§ WHAT YOU NEED TO DO
For each record that follows, write out an identical copy.
***** STORED DATA
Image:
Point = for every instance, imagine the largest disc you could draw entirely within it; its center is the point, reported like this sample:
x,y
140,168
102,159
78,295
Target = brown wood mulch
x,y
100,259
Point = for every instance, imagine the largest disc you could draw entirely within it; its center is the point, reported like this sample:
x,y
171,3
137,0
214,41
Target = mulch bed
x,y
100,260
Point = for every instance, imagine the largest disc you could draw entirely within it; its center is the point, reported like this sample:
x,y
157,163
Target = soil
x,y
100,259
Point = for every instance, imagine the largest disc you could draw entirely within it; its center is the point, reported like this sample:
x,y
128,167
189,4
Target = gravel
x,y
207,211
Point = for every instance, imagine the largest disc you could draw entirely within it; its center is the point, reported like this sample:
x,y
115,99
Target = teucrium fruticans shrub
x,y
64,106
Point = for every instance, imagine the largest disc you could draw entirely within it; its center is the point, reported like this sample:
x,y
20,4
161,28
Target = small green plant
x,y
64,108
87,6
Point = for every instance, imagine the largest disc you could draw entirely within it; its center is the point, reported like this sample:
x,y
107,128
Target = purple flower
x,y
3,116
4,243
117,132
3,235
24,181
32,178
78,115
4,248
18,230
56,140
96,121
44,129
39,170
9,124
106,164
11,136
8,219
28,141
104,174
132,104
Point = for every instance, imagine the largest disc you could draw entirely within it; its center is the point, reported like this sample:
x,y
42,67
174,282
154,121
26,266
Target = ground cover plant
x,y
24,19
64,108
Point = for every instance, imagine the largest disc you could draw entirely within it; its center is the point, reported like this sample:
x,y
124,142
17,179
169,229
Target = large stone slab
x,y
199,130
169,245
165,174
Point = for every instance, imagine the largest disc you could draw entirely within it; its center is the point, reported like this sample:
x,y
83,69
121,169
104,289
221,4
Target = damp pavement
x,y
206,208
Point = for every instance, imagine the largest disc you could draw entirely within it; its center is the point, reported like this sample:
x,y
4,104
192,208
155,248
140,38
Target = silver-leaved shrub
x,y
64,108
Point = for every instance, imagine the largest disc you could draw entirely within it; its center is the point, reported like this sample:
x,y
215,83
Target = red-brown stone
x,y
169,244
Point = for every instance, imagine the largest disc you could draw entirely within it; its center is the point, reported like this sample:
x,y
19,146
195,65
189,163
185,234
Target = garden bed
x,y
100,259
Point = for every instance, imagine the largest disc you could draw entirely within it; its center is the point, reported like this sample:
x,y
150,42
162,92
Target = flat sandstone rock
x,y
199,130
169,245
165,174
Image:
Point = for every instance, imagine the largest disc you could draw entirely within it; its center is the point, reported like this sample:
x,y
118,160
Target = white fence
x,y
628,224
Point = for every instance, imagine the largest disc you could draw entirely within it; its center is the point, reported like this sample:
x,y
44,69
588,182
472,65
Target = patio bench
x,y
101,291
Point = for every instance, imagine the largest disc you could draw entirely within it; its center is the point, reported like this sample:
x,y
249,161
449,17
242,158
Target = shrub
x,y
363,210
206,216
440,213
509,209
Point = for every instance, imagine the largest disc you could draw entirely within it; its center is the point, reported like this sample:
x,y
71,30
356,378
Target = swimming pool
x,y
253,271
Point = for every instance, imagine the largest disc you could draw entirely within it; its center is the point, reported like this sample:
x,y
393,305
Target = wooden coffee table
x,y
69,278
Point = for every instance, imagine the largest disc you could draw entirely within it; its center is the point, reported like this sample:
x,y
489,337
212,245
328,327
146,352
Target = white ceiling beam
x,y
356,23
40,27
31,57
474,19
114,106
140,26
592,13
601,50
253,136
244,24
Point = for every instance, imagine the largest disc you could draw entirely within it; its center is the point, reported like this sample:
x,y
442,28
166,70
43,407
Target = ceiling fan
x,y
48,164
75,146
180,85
**********
§ EXERCISE RESPONSE
Image:
Point = for every instance, imagine the largest disc you could draw entirely within it; its center is the point, reported like this sample:
x,y
140,168
102,159
78,295
Target = brown wood mulch
x,y
100,259
Point = for every instance, imagine the largest disc you could draw entirely within it; its center is the point, reported like this sample:
x,y
171,3
137,0
214,41
Target = mulch bed
x,y
100,260
Point = for every instance, imagine the largest disc you could draw entirely within it; its center is the point, reported like this sample:
x,y
157,163
Target = soil
x,y
100,259
Point = for every instance, imagine the largest disc you could draw entirely within it; its center is the point, reported like this sample:
x,y
128,167
189,4
Target = gravel
x,y
207,211
Point = for every instance, imagine the largest disc you could draw entirely within it; its center is the point, reported like this sample:
x,y
115,99
Target = teucrium fruticans shrub
x,y
64,106
Point = for every instance, imagine the largest disc you could draw entirely within it; its center is the point, reported like this sample:
x,y
20,4
161,28
Target = small green plant
x,y
64,108
87,6
Point = for every instance, imagine the largest disc you could draw entirely within it; its center is the point, reported like this sample:
x,y
107,128
Target = purple flower
x,y
3,116
4,243
117,132
3,235
24,181
32,178
78,115
4,248
18,230
56,140
96,121
44,129
39,170
9,124
106,164
11,136
8,219
28,141
104,174
132,104
Point = for every instance, imagine the largest disc you could draw entirely within it; its center is the point, reported like this sample:
x,y
42,67
174,282
154,121
26,266
Target = ground cover plant
x,y
24,19
64,108
Point = for every instance, imagine the largest disc you could draw entirely within it; its center is the point, reported like this sample:
x,y
124,142
17,179
169,229
Target = large stone slab
x,y
199,130
169,245
165,174
Point = for every instance, imagine the largest disc you could draw entirely within it; its center is the point, reported like this sample:
x,y
83,69
121,169
104,289
221,4
Target = damp pavement
x,y
206,208
Point = for every instance, imagine the largest disc you could draw entirely within it; its center is the point, reported like this sample:
x,y
4,104
192,208
155,248
140,38
Target = silver-leaved shrub
x,y
64,108
Point = for every instance, imagine the largest disc you could draw entirely within it; its center is the point, reported like this sample:
x,y
215,83
Target = red-brown stone
x,y
169,244
Point = for every instance, imagine the largest disc you could draw entirely within it; its center is the point, reported like this sample:
x,y
19,146
195,65
189,163
185,234
Target = garden bed
x,y
100,259
Point = for every instance, imagine the largest disc you could draw entirely within it; its center is the point, reported like this sample:
x,y
150,42
162,92
Target = flat sandstone rock
x,y
199,130
169,245
165,174
Image:
Point = for every instance, imagine the largest disc you could draw entirely within it; its center is the point, reported like this sample:
x,y
118,160
Target = white fence
x,y
628,224
Point = for every instance, imagine the largest disc you could draw entirely within it; its center is the point, reported like this sample:
x,y
44,69
588,182
472,65
Target = patio bench
x,y
101,291
Point = for every instance, imagine the largest disc you could draw entirely within it; its center is the point, reported like this sample:
x,y
249,161
449,17
242,158
Target = shrub
x,y
363,210
206,216
440,213
509,209
Point = for every instance, imagine the largest disc you could draw entirely within it; its center is the point, reported like this sample:
x,y
71,30
356,378
Target = swimming pool
x,y
253,271
Point = for every instance, imagine the largest disc you could draw entirely within it; its center is the point, reported like this sample:
x,y
393,305
Target = wooden coffee table
x,y
69,278
Point = for every instance, imagine the largest disc you could draw entirely within it; its center is the point, reported like this sample:
x,y
489,337
212,245
328,327
146,352
Target = white ceiling beam
x,y
356,23
40,27
31,57
474,19
114,106
140,26
592,13
601,50
253,136
244,24
Point = for every instance, imagine the largest disc you could draw entirely within it; its center is the point, reported like this sample:
x,y
442,28
166,70
43,407
Target = ceiling fan
x,y
48,164
75,146
180,85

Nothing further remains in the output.